== EXERCÍCIOS PROPOSTOS ==
a. Resuma o texto de estudo em duas frases.
b. Com base no texto de estudo, explique em uma frase por que publicações de Bolsonaro e de seus apoiadores foram excluídas das redes sociais.

== TEXTO DE ESTUDO ==
=====

O texto altera o Marco Civil da Internet para prever, entre outros pontos, a exigência de “justa causa e de motivação” para excluir conteúdos, além de cancelar ou suspender as funcionalidades das contas ou perfis mantidos nas redes sociais, segundo nota da Secretaria-Geral da Presidência.
“A medida busca estabelecer balizas para que só provedores de redes sociais de amplo alcance, com mais de 10 milhões de usuários no Brasil, possam realizar a moderação do conteúdo de suas redes sociais de modo que não implique em indevido cerceamento dos direitos e garantias fundamentais dos cidadãos brasileiros”, afirma o mesmo comunicado do governo.
A íntegra do texto da MP foi publicada em edição extra do Diário Oficial da União na tarde desta segunda-feira.
Os provedores de redes sociais terão prazo de 30 dias para adequar as suas políticas e termos de uso ao que manda a MP. A medida vale por 60 dias, prorrogável uma vez por igual período, e perde os efeitos se não for aprovada no Congresso.
O texto impede que as redes decidam sobre a exclusão de contas ou perfis apenas com base nas próprias políticas de uso.
A MP elenca alguns casos que podem ser considerados justa causa para limitar ou até excluir uma conta, como para cumprir decisão da Justiça, se o usuário está inadimplente ou se a conta assumir ou simular identidade de terceiros para enganar o público.
Também há uma lista de casos para justificar a exclusão de conteúdos, como divulgação de nudez, pratica ou incitação de crimes e apoio ou incitação de atos de ameaça ou violência, inclusive por discriminação ou preconceito.
Ainda é uma das razões para limitar conteúdos a “prática, apoio, promoção ou incitação de atos contra a segurança pública, defesa nacional ou segurança do Estado”.
Pelo menos desde abril o governo discute formas de engessar a atuação de empresas como YouTube, Twitter, Facebook e Instagram. A Secretaria de Cultura, comandada pelo ator Mario Frias, membro da chamada ala ideológica do governo, encabeçou a elaboração do texto.
Publicações de Bolsonaro e de seus apoiadores foram excluídas das redes sociais durante a pandemia da Covid-19 por desinformar sobre a doença. Em abril deste ano, o Twitter colocou um aviso de publicação “enganosa” em crítica do deputado Eduardo Bolsonaro (PSL-SP), filho do presidente, ao lockdown.
Bolsonaro ainda tem criticado ações do STF (Supremo Tribunal Federal) e do TSE (Tribunal Superior Eleitoral) contra páginas bolsonaristas investigadas por disseminar fake news.

=====

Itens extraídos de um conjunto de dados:
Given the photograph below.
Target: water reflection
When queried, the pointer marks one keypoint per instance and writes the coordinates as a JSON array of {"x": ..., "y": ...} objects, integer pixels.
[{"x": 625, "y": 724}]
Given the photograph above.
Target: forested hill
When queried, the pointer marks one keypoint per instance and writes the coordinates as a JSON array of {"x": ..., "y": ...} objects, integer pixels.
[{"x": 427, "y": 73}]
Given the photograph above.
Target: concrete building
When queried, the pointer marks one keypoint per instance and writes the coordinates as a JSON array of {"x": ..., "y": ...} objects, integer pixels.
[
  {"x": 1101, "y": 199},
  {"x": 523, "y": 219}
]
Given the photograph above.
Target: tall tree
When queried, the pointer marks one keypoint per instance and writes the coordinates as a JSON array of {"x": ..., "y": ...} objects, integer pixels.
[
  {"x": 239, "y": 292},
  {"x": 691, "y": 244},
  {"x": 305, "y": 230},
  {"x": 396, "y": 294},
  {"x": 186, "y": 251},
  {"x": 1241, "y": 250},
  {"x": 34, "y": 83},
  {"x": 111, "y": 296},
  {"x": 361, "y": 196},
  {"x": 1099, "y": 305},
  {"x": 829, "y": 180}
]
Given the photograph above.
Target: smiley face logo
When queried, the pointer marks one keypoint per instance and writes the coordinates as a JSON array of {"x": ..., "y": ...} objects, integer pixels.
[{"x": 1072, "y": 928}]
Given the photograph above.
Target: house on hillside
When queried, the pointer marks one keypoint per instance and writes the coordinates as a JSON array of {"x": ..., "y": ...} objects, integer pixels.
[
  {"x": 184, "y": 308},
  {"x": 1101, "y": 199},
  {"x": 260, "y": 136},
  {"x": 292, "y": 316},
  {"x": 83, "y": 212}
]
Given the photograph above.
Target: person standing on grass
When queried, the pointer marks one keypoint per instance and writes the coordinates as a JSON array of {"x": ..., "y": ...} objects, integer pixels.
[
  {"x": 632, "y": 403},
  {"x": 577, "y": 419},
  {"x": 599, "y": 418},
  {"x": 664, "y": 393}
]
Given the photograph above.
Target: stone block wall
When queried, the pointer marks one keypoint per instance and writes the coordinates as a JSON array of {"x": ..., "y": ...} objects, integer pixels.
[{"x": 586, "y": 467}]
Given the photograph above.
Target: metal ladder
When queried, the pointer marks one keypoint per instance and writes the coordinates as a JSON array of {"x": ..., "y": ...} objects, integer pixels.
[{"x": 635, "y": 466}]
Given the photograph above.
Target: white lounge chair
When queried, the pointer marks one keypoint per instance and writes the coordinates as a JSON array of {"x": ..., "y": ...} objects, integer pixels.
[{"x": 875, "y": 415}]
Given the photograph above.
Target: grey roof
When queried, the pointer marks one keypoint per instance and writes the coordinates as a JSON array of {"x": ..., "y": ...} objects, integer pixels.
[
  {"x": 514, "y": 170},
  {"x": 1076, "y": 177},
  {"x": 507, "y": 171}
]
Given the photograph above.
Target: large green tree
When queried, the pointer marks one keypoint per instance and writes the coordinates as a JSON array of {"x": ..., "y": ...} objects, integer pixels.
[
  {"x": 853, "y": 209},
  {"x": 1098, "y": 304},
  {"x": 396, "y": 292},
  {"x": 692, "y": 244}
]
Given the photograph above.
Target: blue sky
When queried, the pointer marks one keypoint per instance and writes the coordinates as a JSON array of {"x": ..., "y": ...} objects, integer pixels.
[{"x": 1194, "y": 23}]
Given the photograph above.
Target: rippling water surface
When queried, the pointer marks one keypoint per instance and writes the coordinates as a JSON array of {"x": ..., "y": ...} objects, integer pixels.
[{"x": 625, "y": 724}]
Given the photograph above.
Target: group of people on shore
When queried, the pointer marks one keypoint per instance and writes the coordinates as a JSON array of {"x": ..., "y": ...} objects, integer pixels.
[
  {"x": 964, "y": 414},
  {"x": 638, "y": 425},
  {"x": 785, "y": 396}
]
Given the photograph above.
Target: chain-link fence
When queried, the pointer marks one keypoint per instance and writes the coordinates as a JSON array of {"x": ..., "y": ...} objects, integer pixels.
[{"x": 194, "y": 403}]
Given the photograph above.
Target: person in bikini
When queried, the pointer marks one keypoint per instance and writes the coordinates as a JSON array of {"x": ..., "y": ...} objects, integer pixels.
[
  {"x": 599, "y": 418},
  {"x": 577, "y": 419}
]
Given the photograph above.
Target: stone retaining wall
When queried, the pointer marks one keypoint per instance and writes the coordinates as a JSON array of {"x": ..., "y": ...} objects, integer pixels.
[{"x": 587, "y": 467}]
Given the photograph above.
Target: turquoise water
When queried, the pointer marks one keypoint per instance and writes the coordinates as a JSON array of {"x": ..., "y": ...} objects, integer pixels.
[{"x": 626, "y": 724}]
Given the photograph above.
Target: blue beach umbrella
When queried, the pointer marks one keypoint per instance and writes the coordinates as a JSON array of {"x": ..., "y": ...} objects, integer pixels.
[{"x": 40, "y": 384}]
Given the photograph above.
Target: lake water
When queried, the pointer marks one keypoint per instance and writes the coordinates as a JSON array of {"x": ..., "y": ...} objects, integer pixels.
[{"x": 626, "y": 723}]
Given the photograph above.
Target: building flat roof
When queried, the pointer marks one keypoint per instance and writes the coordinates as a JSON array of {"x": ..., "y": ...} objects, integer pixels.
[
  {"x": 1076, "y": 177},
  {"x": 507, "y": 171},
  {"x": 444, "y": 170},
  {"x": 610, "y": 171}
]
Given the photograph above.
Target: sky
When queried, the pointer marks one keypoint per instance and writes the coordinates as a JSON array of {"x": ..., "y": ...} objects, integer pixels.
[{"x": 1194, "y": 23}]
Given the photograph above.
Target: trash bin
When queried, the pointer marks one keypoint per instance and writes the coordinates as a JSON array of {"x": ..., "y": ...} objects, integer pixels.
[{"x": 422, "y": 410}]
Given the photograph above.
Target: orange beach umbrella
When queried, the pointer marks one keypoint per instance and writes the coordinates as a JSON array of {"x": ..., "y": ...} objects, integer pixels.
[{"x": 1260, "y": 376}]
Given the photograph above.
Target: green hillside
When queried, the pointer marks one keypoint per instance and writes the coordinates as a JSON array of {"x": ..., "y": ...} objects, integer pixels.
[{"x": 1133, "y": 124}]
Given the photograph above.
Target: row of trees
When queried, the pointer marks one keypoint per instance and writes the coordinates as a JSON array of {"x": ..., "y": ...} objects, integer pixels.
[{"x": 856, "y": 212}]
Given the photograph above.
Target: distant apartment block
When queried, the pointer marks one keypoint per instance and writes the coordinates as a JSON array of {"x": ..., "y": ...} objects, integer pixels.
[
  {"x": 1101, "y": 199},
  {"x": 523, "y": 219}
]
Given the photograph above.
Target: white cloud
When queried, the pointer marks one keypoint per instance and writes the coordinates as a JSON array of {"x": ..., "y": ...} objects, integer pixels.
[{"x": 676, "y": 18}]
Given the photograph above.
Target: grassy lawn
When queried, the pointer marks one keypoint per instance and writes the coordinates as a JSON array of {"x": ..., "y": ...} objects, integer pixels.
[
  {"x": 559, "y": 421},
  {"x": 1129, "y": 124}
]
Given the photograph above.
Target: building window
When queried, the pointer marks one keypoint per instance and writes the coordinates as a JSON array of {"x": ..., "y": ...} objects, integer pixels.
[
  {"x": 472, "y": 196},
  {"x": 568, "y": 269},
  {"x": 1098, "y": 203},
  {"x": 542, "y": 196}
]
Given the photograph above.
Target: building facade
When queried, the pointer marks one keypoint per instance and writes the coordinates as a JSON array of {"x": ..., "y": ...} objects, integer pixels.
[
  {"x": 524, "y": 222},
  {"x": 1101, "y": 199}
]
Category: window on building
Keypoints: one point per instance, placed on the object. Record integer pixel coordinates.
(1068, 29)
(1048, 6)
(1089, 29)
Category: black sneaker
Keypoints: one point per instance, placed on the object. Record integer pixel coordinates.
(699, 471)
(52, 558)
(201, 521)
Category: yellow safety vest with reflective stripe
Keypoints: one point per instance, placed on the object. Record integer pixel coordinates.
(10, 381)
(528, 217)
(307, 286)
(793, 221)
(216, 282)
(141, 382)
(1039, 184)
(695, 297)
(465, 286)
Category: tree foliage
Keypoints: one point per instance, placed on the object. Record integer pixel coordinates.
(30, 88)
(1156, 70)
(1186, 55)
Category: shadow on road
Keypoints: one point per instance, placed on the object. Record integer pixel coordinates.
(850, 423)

=====

== RESPOSTAS NUMERADAS ==
a. Uma medida provisória altera o Marco Civil da Internet para exigir justa causa e motivação na exclusão de conteúdos e no cancelamento ou suspensão de contas e perfis em redes sociais, e lista casos que justificam essas ações. Os provedores têm 30 dias para adequar suas políticas, e a medida vale por 60 dias, prorrogáveis uma vez, mas perde os efeitos se não for aprovada no Congresso.

b. Essas publicações foram excluídas durante a pandemia da Covid-19 por desinformarem sobre a doença.